─── Raw data ───

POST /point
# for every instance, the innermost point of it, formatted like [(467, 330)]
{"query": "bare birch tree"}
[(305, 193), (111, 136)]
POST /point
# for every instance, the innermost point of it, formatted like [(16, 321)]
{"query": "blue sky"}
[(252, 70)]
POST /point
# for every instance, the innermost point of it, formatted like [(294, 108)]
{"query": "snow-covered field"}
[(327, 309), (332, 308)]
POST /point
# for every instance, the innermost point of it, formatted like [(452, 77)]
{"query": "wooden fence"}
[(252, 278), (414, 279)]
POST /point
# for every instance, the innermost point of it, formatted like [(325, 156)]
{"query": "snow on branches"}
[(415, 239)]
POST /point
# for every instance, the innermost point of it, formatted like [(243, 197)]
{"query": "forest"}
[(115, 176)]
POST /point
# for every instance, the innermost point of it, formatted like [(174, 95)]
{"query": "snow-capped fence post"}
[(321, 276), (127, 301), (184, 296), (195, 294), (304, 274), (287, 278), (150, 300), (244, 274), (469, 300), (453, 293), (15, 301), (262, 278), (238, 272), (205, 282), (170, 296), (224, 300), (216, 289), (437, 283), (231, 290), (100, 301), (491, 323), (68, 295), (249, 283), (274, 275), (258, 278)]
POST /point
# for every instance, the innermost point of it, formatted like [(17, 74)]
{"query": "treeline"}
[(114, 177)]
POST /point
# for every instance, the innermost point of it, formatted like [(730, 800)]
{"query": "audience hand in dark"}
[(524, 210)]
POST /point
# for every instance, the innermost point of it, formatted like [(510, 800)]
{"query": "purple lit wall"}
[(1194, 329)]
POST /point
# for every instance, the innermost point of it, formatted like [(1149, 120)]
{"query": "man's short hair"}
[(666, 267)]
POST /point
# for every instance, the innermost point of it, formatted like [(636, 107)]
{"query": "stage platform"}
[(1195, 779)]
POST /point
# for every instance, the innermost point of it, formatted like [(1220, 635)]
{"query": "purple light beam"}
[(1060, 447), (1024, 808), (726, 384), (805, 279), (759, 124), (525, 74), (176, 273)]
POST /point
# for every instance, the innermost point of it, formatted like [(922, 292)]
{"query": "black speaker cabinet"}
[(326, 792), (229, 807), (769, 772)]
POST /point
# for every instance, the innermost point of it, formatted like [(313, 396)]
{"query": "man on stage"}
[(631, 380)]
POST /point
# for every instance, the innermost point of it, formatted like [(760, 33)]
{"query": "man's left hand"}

───

[Exercise aim]
Look above for the line containing "like [(16, 321)]" and the line containing "like [(325, 156)]". Transcribe both, with the lines between them, exactly.

[Answer area]
# for every instance, the innermost point of it, formatted like [(16, 321)]
{"query": "blue sky"}
[(252, 70)]
POST /point
# for every instance, the innermost point of it, formatted like [(294, 108)]
{"query": "snow-covered field"}
[(327, 309), (332, 308)]
POST /point
# for every instance, the innermost point of it, formatted like [(452, 77)]
{"query": "wooden fence"}
[(252, 278), (414, 279)]
POST /point
# for every instance, the innermost point of it, formatted like [(325, 156)]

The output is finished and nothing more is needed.